> [Provided records]:
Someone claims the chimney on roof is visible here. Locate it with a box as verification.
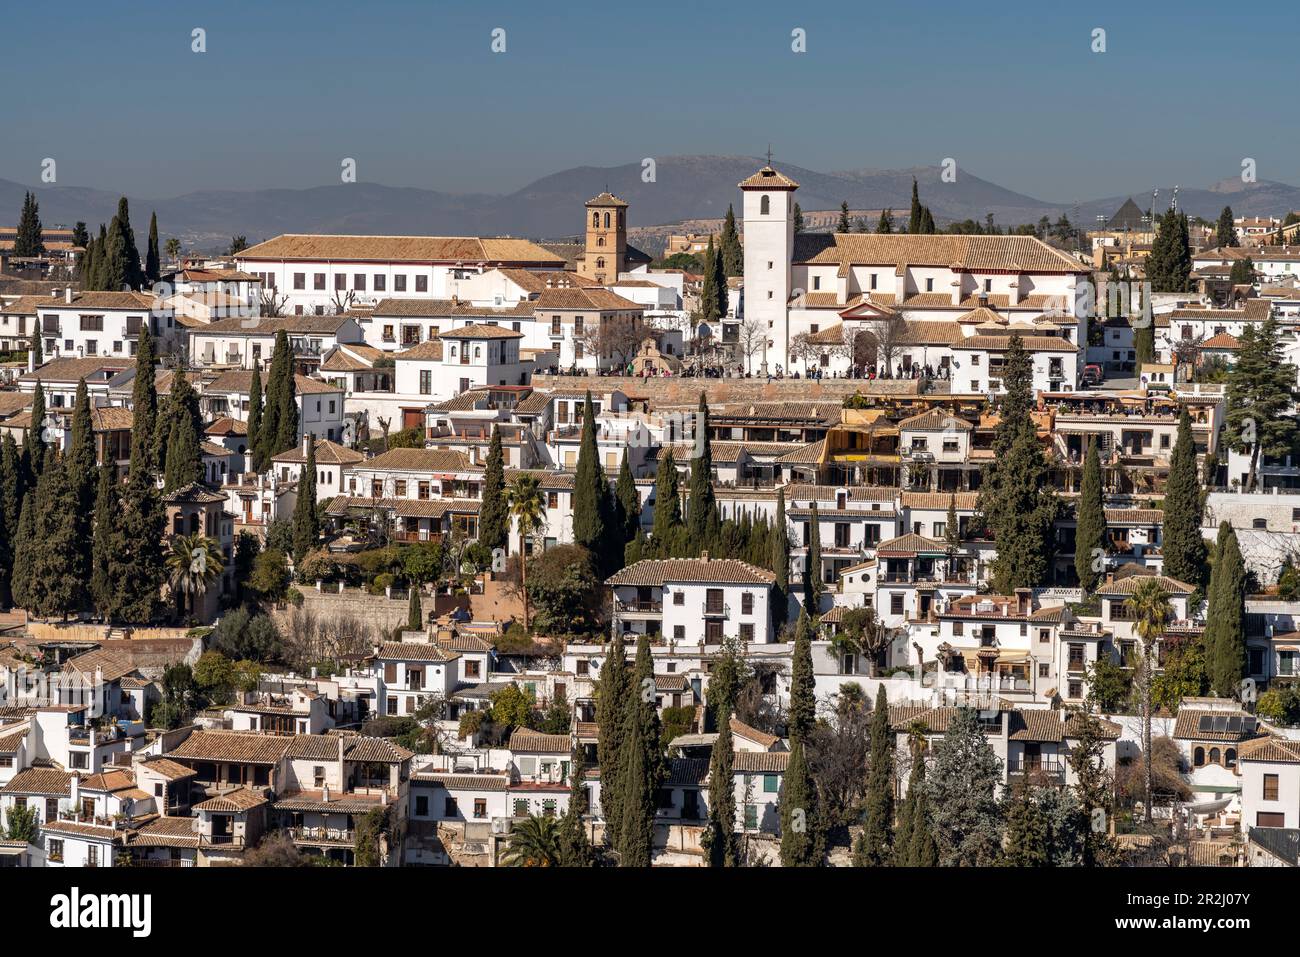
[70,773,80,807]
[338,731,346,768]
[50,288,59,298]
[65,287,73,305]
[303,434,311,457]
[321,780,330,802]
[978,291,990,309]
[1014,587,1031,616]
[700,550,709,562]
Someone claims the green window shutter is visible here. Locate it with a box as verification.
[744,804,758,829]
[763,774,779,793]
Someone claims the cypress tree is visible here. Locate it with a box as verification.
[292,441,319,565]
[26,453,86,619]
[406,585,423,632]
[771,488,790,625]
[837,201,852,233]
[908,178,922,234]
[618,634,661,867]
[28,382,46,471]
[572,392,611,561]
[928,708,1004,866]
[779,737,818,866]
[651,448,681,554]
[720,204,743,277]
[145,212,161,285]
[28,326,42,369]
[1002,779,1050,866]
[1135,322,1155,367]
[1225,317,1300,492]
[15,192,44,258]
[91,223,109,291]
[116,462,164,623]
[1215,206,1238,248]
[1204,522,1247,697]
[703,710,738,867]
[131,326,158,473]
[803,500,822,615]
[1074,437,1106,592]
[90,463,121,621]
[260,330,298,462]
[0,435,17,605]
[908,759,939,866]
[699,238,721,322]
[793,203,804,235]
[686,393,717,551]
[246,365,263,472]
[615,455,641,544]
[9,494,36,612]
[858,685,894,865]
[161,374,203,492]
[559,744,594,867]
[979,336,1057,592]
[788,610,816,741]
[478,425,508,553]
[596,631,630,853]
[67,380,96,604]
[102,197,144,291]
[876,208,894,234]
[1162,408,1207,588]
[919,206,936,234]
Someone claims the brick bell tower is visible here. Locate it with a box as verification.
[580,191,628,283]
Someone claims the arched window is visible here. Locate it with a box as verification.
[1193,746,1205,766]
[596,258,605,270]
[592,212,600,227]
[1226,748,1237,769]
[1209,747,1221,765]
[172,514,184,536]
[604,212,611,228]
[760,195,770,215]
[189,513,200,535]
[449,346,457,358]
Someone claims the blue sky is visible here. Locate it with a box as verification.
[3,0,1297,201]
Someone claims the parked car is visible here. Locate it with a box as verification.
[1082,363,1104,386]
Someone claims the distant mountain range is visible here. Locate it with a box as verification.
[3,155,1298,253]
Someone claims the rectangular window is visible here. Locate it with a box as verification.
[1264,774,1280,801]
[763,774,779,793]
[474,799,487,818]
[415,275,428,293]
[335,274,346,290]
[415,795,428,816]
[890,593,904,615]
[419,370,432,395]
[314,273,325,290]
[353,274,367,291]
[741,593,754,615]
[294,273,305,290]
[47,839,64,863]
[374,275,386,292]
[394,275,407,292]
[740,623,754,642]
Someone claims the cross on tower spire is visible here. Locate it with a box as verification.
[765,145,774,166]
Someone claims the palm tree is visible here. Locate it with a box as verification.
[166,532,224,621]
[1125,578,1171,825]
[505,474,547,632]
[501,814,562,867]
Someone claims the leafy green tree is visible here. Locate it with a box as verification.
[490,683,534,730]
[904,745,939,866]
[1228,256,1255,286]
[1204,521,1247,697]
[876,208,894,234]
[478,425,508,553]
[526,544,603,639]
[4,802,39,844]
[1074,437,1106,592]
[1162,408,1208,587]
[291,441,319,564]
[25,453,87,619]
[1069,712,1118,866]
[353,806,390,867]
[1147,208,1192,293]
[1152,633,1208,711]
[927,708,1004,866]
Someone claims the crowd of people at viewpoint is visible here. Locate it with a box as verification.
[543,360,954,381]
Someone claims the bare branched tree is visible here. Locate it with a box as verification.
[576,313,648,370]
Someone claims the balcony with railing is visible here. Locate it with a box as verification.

> [Work to be completed]: Copy out the material above in full and exactly, but with no pictures.

> [Your solution]:
Someone claims the chimney on roof is visible here. Locate it with a box as verification.
[70,773,80,807]
[338,731,346,768]
[50,288,59,298]
[65,287,73,305]
[303,434,311,457]
[321,780,330,802]
[978,291,990,309]
[1014,587,1031,616]
[700,550,709,562]
Someone claims the green window shutter is visible here. Locate it with a box as verification.
[744,804,758,829]
[763,774,779,793]
Someone claims the cypress tree is visible here. Locate it with a box as verification.
[292,441,319,565]
[26,453,86,619]
[406,585,423,632]
[771,488,790,625]
[837,201,852,233]
[908,178,922,234]
[618,634,661,867]
[28,382,46,471]
[572,392,611,561]
[928,708,1004,866]
[779,737,818,866]
[651,448,681,554]
[720,204,743,277]
[145,212,161,285]
[28,326,42,369]
[1002,779,1050,866]
[1135,322,1155,367]
[1225,317,1300,492]
[15,192,44,258]
[91,223,109,291]
[116,462,164,623]
[1215,206,1238,248]
[1204,522,1247,697]
[703,710,738,867]
[131,326,158,473]
[803,500,822,615]
[1074,437,1106,592]
[90,463,121,621]
[260,330,298,462]
[0,435,17,605]
[908,759,939,866]
[699,238,721,322]
[793,203,804,235]
[686,393,717,551]
[246,365,263,472]
[615,455,641,544]
[9,494,36,612]
[858,685,894,865]
[161,374,203,492]
[559,744,594,867]
[979,336,1057,592]
[788,610,816,741]
[478,425,508,553]
[596,631,630,853]
[67,380,96,604]
[102,197,144,291]
[876,208,894,234]
[1162,408,1207,588]
[919,206,936,234]
Someone claims the brick bell tower is visible here. Locate it with a box as verification.
[580,191,628,283]
Someone claims the arched window is visible here. Locate it with a box as verification.
[1193,746,1205,766]
[596,258,605,270]
[592,212,600,227]
[1226,748,1237,769]
[1209,747,1221,765]
[172,514,184,536]
[604,212,611,228]
[760,195,770,215]
[189,513,200,535]
[449,346,457,358]
Someone claims the blue sky is visible here. Locate it with a box as verification.
[3,0,1297,201]
Someone claims the parked car is visible here. Locate it with a box as verification.
[1082,363,1104,386]
Someone claims the distant mountain range is visible here. Locate it with a box as verification.
[3,155,1298,253]
Someone claims the rectangular window is visible here. Locate it with a box as verification.
[1264,774,1280,801]
[763,774,779,793]
[474,799,487,818]
[415,275,428,293]
[335,274,346,290]
[415,795,428,816]
[890,593,904,615]
[419,370,432,395]
[314,273,325,290]
[353,274,367,291]
[741,593,754,615]
[294,273,305,290]
[47,839,64,863]
[374,275,386,292]
[394,275,407,292]
[740,623,754,642]
Someone claims the cross on tower spire is visible here. Locate it with a box as verification.
[765,145,774,166]
Someone claims the palm tree is visible here. Locate it with a box as verification.
[166,532,224,621]
[1125,578,1171,825]
[505,474,547,632]
[501,814,562,867]
Someone claims the leafy green tree is visible here. Locate it with a box as verification.
[490,683,534,730]
[904,745,939,866]
[1228,256,1255,286]
[1204,521,1247,697]
[876,208,894,234]
[478,425,508,553]
[526,544,603,639]
[4,802,39,844]
[1074,437,1106,592]
[1162,408,1208,587]
[291,441,319,564]
[25,453,87,619]
[1069,712,1118,866]
[353,806,390,867]
[1147,208,1192,293]
[1152,633,1208,711]
[927,708,1004,866]
Someone claims the crowd of people at viewpoint is visible here. Locate it with a box as verification.
[543,360,954,381]
Someone claims the bare branched tree is visible here. Locate it with a box as verification.
[576,313,648,370]
Someone claims the balcony with railing is visible here. Locate it with a box as verification.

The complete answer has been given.